▶ **PROMPT**:
Your task is to work out how many lines in the data that follows hold "below" and to state that number alone.

··· DATA SHOWN

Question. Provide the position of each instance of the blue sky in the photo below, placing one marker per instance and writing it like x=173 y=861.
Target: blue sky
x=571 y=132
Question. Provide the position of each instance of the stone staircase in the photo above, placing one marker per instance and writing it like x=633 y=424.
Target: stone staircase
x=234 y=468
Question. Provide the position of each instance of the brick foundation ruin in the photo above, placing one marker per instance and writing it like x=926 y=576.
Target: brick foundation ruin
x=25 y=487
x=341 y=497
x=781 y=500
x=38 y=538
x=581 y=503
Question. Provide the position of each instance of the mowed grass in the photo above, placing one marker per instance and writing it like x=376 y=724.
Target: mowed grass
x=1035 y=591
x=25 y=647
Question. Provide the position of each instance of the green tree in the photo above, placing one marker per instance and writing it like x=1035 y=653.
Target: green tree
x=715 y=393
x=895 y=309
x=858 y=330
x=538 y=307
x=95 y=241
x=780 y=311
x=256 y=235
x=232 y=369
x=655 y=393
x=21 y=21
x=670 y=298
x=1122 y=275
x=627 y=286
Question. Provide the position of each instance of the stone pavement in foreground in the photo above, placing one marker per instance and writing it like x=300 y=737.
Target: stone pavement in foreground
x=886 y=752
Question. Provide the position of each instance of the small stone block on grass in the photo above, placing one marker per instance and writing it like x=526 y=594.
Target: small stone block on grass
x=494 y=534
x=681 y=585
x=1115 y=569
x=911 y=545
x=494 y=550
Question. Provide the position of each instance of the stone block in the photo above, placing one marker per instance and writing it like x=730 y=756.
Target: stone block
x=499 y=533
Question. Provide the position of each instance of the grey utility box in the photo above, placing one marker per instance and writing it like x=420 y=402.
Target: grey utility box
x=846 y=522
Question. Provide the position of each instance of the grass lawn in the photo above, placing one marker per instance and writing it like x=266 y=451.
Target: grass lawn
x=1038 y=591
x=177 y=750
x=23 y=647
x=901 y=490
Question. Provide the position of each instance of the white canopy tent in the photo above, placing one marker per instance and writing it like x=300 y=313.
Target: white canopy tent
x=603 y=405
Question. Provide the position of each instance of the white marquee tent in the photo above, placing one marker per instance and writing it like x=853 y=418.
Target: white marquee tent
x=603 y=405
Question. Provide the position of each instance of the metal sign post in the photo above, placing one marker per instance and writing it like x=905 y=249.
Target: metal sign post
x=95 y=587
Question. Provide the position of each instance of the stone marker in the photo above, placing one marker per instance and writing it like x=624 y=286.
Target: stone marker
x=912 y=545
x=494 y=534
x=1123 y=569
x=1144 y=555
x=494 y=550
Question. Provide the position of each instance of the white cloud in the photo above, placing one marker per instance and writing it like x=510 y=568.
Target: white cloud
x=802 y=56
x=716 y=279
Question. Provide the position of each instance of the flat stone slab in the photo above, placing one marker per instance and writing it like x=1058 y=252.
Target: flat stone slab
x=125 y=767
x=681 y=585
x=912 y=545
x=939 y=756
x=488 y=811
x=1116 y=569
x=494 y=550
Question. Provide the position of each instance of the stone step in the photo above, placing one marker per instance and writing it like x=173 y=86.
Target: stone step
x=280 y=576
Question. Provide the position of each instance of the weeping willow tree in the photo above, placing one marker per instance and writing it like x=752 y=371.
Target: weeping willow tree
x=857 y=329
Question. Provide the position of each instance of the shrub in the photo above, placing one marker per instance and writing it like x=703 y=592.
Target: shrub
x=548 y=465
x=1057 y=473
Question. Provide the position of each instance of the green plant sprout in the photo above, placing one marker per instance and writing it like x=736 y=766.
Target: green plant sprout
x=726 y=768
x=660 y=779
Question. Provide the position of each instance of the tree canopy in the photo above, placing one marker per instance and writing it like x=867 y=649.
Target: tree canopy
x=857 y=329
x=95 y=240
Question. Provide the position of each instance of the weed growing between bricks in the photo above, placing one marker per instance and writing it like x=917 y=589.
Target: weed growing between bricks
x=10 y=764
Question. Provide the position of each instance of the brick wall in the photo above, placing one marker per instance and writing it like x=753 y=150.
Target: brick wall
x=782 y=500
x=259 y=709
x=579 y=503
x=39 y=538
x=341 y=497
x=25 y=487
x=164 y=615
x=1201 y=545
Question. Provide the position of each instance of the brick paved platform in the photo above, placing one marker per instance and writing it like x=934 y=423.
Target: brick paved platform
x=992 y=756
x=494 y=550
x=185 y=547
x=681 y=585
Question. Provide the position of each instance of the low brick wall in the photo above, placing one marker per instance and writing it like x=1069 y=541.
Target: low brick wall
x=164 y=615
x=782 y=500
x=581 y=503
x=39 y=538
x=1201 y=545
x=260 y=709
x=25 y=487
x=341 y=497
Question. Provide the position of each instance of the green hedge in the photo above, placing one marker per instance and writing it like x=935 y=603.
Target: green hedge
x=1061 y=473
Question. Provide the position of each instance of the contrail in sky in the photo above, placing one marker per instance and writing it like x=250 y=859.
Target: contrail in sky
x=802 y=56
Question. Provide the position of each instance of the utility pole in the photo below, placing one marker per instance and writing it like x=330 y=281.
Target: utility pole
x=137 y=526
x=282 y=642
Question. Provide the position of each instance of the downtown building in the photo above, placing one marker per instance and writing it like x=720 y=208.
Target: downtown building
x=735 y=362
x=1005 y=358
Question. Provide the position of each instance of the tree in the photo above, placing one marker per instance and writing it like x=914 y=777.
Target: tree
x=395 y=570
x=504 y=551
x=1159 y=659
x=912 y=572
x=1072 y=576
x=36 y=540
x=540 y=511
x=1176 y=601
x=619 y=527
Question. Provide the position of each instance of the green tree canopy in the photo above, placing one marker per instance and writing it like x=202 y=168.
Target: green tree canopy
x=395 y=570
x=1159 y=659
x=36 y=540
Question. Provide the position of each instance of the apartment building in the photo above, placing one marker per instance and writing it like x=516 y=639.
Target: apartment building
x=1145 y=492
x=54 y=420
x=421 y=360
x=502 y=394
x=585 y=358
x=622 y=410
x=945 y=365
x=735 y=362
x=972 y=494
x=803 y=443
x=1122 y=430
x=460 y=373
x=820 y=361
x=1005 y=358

······

▶ **SOLUTION FOR THIS TASK**:
2